▶ EXCERPTED RECORDS
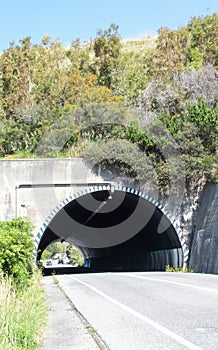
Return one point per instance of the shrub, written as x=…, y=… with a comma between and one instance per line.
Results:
x=16, y=247
x=22, y=316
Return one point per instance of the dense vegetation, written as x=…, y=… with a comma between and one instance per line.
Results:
x=168, y=83
x=22, y=302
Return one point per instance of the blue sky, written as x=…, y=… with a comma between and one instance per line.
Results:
x=71, y=19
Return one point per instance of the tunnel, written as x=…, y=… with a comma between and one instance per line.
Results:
x=119, y=230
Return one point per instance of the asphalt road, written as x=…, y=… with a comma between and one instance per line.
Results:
x=134, y=311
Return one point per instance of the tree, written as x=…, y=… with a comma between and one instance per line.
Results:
x=107, y=46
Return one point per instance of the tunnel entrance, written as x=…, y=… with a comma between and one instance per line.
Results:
x=120, y=230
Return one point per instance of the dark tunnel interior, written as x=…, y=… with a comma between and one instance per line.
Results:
x=116, y=231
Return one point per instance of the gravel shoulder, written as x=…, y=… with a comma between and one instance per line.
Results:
x=65, y=328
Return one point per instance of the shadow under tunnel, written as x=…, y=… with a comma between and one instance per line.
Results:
x=117, y=231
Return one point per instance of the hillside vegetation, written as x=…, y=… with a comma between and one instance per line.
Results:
x=123, y=91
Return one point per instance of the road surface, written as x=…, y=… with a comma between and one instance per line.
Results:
x=140, y=311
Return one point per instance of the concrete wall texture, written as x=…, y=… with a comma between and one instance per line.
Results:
x=204, y=252
x=35, y=187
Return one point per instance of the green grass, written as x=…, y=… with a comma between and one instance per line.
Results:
x=22, y=317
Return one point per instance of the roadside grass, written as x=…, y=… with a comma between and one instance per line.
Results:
x=22, y=315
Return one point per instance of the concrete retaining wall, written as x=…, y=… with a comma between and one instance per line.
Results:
x=204, y=252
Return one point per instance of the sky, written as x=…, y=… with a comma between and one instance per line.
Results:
x=68, y=20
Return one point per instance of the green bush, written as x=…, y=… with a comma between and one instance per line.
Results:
x=16, y=248
x=22, y=316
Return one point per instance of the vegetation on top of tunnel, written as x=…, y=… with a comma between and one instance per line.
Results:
x=169, y=83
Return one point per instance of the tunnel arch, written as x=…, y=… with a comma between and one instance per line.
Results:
x=94, y=231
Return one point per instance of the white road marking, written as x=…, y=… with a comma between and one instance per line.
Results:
x=143, y=318
x=167, y=281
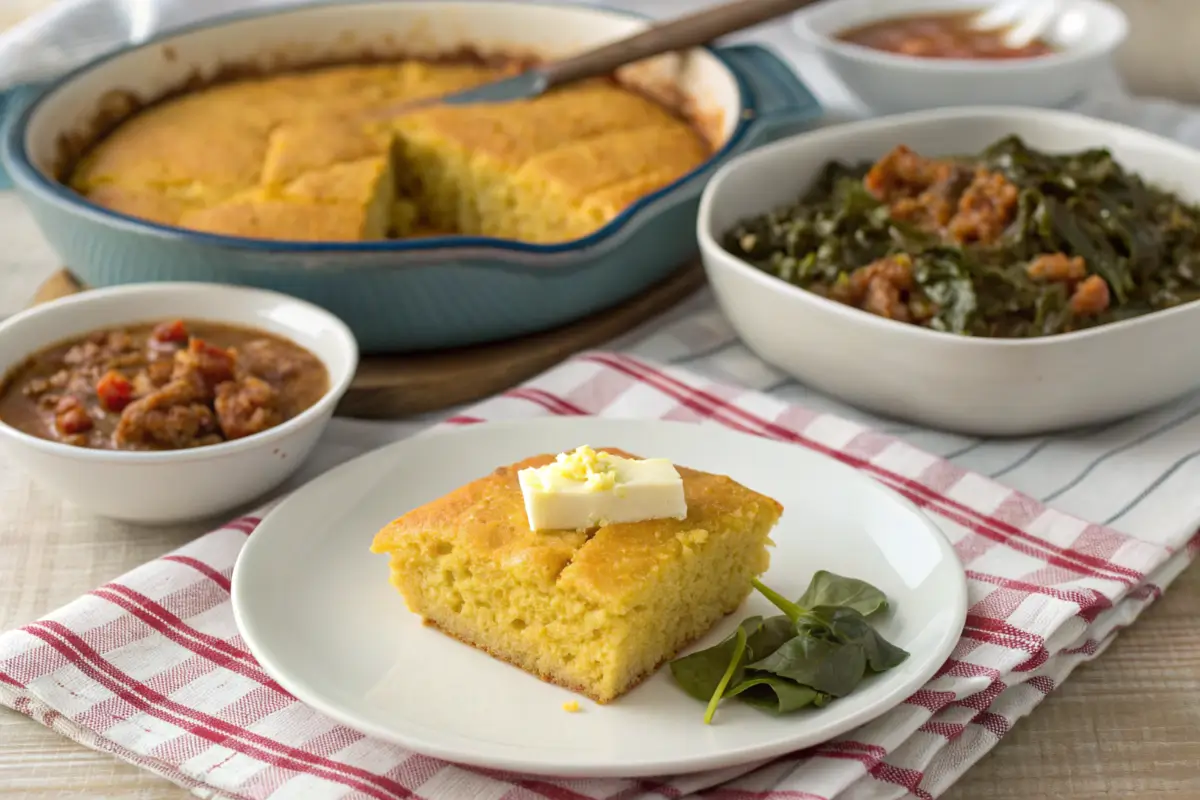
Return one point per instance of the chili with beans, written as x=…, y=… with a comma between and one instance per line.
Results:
x=167, y=386
x=941, y=36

▶ REQUIRED TASK
Arrange the items in the part that opens with the line containing "Return one point per instance of the hillside" and closes with the line containing "x=35, y=187" as a two-column CSV with the header row item,points. Give one row per item, with its text and its answer each in a single quoted field and line breaks replaced by spaces.

▶ RIGHT ANSWER
item,points
"Return one point per instance of the hillside vegetation, written as x=…, y=… with a comma between and one instance per line. Results:","x=123, y=91"
"Return one point per instance of the road surface, written as x=…, y=… with a comma between and one instance per line. Results:","x=140, y=311"
"Return one point per instance of the concrete wall texture, written as x=…, y=… with a comma between and one instance per line. Results:","x=204, y=252 x=35, y=187"